TEXT:
- Opening Delimiter -
[lbo-talk] Allen, racism, fascism and beyond

Seth Ackerman sethackerman1 at verizon.net
Tue Jan 1 12:43:40 PST 2008


Carrol Cox wrote:


>
>
> This is, I think, a historicist fallacy (the assumption that an entity's
>
>genesis explains its nature). What needs explaining is _why_, at the end
>of the twentieth century, these two primaries (indepentently of how they
>got started) are looming larger and larger (as seen both through the
>'eyes' of the mass media _and_ through the resources candidates throw
>into them.
>
>And the only _historical_ fact* (it would seem) in respect to them that
>has explanatory power is their whiteness and 'rurality.'
>
>
>

I wasn't trying to explain the "nature" of Iowa and New Hampshire. I was trying to find an explanation of why people pay so much attention to them. I don't know how you'd go about doing that without finding out why people *started* paying attention to them. Granted, that's only half the question. The other half is why people *kept* paying attention to them.
- Closing Delimiter -
EXPLORE THE MATERIAL:
1. Answer these questions about the post on the Iowa and New Hampshire primaries:
(a) What fallacy does Carrol Cox say the earlier reasoning falls into?
(b) Which two traits does Cox call the only historical fact with explanatory power?
(c) What does Seth Ackerman call the other half of the question?
2. List every word in the post on the Iowa and New Hampshire primaries that is set off for emphasis between a pair of underscores or a pair of asterisks.
3. Carry on the post about the Iowa and New Hampshire primaries, starting after its last sentence.
The listing that follows has nothing to do with the mailing list post above.

DATASET:
- Opening Delimiter -
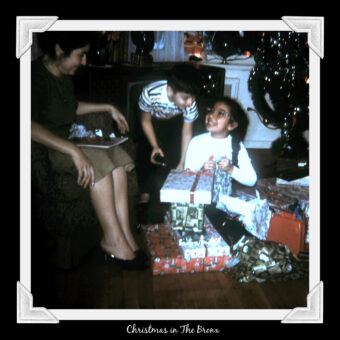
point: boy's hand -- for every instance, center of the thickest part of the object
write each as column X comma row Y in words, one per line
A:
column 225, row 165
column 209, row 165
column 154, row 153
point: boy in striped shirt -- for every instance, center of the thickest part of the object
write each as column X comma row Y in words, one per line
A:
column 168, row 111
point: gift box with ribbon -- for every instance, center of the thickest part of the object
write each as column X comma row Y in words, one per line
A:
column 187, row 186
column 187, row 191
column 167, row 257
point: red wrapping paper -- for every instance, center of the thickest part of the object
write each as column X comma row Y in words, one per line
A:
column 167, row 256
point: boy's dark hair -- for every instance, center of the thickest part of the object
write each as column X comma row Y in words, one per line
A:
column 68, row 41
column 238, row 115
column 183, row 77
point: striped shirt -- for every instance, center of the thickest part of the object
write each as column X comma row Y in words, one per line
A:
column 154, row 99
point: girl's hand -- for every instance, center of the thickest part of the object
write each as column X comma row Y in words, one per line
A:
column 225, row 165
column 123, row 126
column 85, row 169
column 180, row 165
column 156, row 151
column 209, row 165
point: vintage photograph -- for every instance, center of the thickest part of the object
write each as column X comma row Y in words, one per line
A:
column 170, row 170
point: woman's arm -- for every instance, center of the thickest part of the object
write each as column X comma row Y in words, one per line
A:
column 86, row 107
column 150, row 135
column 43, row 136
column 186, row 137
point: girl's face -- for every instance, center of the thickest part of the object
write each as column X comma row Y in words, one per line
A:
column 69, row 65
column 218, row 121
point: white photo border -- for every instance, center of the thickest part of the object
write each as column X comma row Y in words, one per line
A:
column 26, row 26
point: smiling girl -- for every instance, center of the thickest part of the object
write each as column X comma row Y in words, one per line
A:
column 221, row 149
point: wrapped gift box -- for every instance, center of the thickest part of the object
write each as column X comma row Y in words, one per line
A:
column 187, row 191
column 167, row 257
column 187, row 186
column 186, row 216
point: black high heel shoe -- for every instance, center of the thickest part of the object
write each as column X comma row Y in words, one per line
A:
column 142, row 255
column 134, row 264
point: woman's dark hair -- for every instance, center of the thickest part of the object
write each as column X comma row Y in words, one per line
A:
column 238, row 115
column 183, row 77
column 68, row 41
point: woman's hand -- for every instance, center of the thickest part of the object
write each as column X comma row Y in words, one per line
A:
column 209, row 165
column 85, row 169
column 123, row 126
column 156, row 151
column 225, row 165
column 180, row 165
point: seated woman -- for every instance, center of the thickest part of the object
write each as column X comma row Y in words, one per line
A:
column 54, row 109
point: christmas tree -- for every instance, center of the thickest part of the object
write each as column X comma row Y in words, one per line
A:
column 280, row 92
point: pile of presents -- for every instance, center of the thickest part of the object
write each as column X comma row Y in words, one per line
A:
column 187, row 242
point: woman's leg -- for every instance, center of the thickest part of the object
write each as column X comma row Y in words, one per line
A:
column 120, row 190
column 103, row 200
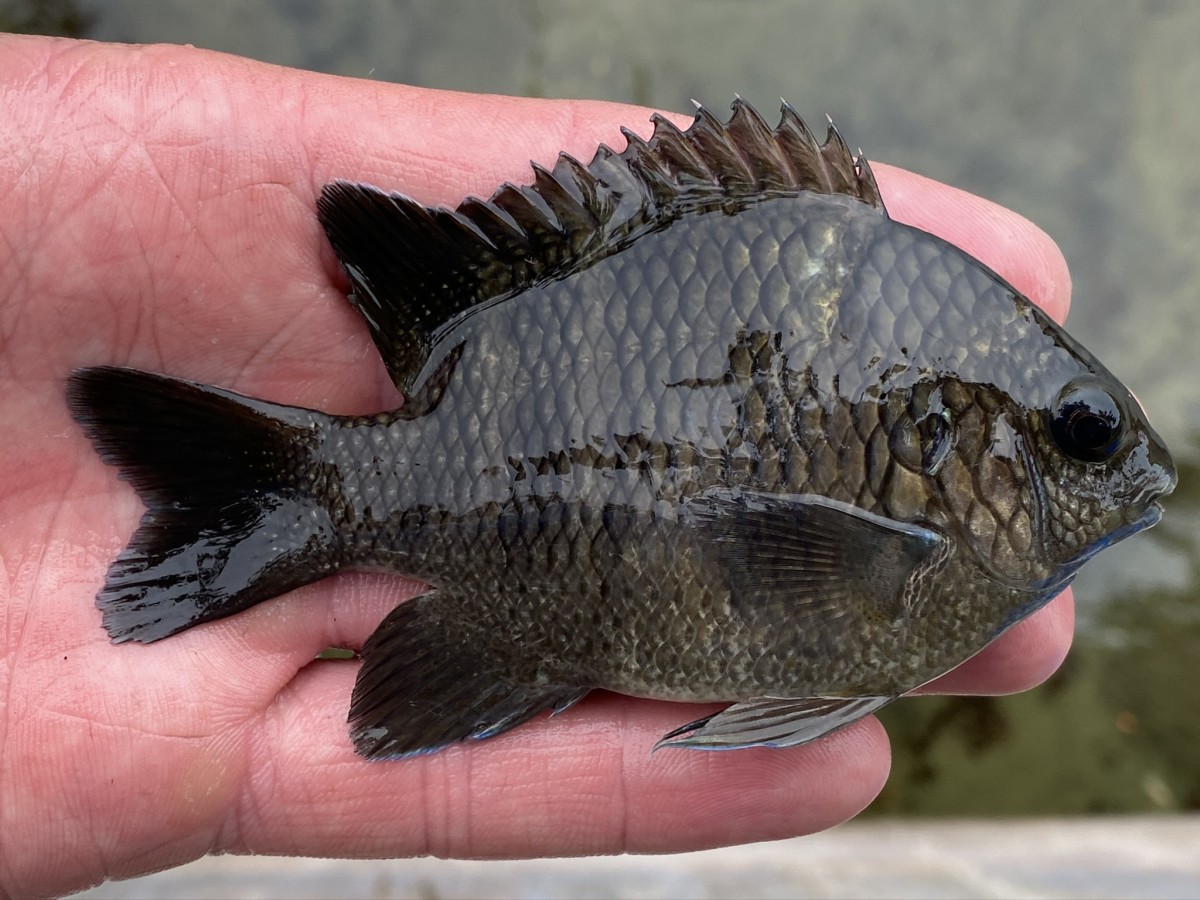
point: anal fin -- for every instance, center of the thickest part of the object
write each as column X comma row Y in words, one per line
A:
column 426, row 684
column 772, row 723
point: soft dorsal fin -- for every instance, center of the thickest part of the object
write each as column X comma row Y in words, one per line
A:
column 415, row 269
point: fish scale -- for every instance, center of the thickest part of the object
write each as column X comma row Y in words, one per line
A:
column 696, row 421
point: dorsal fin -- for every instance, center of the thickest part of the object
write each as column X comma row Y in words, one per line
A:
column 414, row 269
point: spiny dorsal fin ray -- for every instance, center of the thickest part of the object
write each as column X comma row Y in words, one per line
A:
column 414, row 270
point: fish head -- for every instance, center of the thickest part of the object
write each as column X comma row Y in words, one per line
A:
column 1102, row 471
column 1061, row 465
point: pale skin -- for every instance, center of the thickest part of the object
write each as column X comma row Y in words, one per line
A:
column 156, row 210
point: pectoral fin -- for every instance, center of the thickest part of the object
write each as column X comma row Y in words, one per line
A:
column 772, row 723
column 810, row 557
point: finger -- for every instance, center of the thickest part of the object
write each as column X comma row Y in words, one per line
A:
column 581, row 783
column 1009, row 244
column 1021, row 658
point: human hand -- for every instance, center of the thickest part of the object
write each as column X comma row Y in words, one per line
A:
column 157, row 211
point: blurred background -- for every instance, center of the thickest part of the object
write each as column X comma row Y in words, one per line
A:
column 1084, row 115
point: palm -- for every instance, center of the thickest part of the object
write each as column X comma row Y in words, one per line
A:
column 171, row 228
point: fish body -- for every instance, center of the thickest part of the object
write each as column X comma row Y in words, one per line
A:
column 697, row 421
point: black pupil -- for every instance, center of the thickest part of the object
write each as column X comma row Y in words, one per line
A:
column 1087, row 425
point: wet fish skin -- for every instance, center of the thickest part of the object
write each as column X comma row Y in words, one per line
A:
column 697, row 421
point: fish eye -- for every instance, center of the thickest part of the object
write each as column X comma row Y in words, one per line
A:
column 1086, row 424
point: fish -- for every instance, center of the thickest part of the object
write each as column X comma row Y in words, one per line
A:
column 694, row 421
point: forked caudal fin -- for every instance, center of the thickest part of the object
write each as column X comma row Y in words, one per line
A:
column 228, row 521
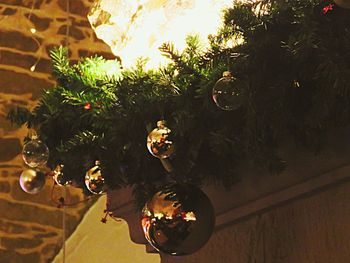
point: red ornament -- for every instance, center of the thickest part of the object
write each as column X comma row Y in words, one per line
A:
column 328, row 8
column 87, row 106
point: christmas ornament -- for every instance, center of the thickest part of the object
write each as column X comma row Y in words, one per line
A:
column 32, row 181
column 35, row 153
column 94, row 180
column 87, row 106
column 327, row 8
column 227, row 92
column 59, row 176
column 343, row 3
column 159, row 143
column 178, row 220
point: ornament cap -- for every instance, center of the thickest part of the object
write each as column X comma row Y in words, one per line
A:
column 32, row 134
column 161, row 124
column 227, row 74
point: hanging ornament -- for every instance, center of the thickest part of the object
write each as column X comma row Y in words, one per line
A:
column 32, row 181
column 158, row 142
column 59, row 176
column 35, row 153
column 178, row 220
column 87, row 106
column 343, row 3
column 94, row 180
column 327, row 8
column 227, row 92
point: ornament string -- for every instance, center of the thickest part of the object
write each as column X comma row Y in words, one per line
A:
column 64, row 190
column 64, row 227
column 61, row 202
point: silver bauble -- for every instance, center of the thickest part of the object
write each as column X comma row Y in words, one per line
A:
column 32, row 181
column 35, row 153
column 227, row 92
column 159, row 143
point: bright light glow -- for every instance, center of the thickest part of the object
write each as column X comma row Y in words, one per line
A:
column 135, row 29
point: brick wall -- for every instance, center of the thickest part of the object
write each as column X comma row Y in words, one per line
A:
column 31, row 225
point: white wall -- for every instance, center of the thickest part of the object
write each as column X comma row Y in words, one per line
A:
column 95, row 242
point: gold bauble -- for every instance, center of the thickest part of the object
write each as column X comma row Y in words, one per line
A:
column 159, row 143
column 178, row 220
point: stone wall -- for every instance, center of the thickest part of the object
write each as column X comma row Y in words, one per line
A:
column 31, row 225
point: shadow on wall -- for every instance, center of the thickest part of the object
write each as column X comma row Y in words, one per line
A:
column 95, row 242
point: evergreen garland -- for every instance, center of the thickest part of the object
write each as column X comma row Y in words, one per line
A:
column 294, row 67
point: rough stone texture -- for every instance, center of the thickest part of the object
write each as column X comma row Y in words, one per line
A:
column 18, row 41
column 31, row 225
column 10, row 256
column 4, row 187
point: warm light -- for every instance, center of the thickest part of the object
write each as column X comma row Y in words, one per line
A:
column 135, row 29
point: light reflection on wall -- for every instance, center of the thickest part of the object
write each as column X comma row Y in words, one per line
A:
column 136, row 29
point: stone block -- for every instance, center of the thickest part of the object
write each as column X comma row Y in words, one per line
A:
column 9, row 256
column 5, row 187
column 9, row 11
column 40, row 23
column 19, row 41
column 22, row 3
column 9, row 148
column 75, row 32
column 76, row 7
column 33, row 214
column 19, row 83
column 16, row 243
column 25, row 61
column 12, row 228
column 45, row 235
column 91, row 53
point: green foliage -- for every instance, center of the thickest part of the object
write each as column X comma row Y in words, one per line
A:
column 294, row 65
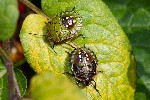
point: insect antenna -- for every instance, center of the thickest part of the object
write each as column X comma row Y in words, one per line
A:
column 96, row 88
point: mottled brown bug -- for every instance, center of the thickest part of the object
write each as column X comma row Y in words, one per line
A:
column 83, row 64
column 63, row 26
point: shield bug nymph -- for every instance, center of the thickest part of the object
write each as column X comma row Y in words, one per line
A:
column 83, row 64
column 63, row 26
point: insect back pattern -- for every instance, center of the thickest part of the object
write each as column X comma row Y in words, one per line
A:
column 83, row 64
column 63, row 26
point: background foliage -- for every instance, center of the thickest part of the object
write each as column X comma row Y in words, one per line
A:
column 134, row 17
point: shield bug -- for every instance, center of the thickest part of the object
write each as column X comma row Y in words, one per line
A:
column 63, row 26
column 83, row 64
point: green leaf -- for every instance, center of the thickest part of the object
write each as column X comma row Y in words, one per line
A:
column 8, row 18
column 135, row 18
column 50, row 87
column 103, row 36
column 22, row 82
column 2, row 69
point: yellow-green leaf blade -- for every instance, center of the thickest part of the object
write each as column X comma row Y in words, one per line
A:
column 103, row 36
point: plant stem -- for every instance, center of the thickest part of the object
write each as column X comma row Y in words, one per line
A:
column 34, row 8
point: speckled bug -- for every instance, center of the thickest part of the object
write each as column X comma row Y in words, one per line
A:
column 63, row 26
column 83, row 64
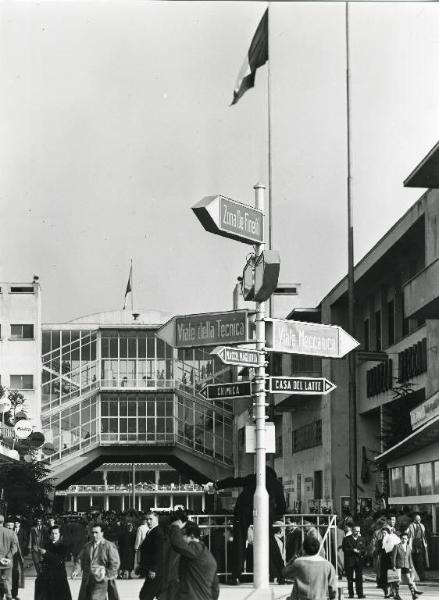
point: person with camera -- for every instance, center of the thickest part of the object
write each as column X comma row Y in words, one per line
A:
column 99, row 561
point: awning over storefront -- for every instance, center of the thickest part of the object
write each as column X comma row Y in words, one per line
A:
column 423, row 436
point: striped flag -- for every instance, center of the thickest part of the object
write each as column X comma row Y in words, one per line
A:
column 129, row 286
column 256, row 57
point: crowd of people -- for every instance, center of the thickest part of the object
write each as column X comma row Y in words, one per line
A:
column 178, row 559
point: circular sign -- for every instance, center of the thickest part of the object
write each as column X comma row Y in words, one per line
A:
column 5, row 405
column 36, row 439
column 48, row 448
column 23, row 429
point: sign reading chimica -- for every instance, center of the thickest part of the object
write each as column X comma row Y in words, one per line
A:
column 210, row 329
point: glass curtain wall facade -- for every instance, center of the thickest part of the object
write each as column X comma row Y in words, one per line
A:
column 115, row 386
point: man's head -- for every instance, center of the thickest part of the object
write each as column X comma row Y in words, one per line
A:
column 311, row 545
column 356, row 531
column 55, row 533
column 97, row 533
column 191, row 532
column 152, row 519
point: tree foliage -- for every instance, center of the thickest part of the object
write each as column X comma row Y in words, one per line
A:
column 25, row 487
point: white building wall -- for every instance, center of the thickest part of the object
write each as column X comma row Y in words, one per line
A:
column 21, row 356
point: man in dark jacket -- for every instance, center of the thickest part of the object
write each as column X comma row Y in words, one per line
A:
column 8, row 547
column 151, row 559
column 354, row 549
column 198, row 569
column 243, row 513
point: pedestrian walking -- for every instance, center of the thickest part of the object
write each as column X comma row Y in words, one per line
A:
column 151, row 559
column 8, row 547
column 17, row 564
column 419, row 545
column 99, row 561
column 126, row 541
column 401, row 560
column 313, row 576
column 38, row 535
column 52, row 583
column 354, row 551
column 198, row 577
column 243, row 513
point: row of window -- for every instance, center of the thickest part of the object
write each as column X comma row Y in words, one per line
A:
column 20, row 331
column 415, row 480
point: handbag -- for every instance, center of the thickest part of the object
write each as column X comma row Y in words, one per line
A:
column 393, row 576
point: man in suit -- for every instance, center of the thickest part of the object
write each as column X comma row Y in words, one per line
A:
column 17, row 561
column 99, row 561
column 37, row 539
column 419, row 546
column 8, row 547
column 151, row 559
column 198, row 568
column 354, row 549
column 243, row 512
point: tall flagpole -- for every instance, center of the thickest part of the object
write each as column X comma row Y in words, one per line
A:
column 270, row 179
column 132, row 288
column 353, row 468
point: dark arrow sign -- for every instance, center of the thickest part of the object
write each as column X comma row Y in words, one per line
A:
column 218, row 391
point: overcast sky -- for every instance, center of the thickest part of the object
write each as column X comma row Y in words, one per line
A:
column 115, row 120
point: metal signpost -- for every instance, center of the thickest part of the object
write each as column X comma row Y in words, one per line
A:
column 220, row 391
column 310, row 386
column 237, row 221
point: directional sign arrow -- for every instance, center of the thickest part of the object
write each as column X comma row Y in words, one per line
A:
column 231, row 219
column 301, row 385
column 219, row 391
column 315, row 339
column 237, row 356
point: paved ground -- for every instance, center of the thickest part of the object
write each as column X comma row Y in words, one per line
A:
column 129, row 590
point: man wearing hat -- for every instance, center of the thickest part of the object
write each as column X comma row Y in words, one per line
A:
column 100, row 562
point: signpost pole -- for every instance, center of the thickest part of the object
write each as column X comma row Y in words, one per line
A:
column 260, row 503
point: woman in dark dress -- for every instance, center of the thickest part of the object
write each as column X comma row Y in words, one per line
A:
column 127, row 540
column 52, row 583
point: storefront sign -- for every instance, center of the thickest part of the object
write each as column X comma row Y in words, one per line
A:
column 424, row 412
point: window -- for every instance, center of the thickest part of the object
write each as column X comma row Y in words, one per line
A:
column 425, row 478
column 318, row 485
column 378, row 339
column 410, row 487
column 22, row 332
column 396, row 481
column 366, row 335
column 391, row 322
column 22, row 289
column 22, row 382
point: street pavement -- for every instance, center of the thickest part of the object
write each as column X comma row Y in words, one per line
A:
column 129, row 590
- Closing Delimiter -
ANSWERS TO THE TASKS:
1.
(a) A historicist fallacy, meaning the assumption that an entity's genesis explains its nature.
(b) Their whiteness and "rurality."
(c) Why people kept paying attention to Iowa and New Hampshire.

2. why, and, historical, started, kept

3.
So to amend your (in my opinion, absurdly grandiose) formula - explaining an entity's genesis and reproduction through time is sufficient to explain why it exists now. It's true that I didn't said anything about why people keep paying so much - maybe increasing - attention to Iowa and New Hampshire. In my view, it's for the same reason that people keep paying so much increasing attention to fundraising and campaign staff 24 months before the election - it's the ever-intensifying front-loading of the race.

Once IA and NH ended up first, their whiteness and rurality inevitably became the major trope - the Norman Rockwell "realness" of it all, etc. But I would contend that if history had made California first, the trope would be "California - land of the American future, home of the next big thing, etc. etc."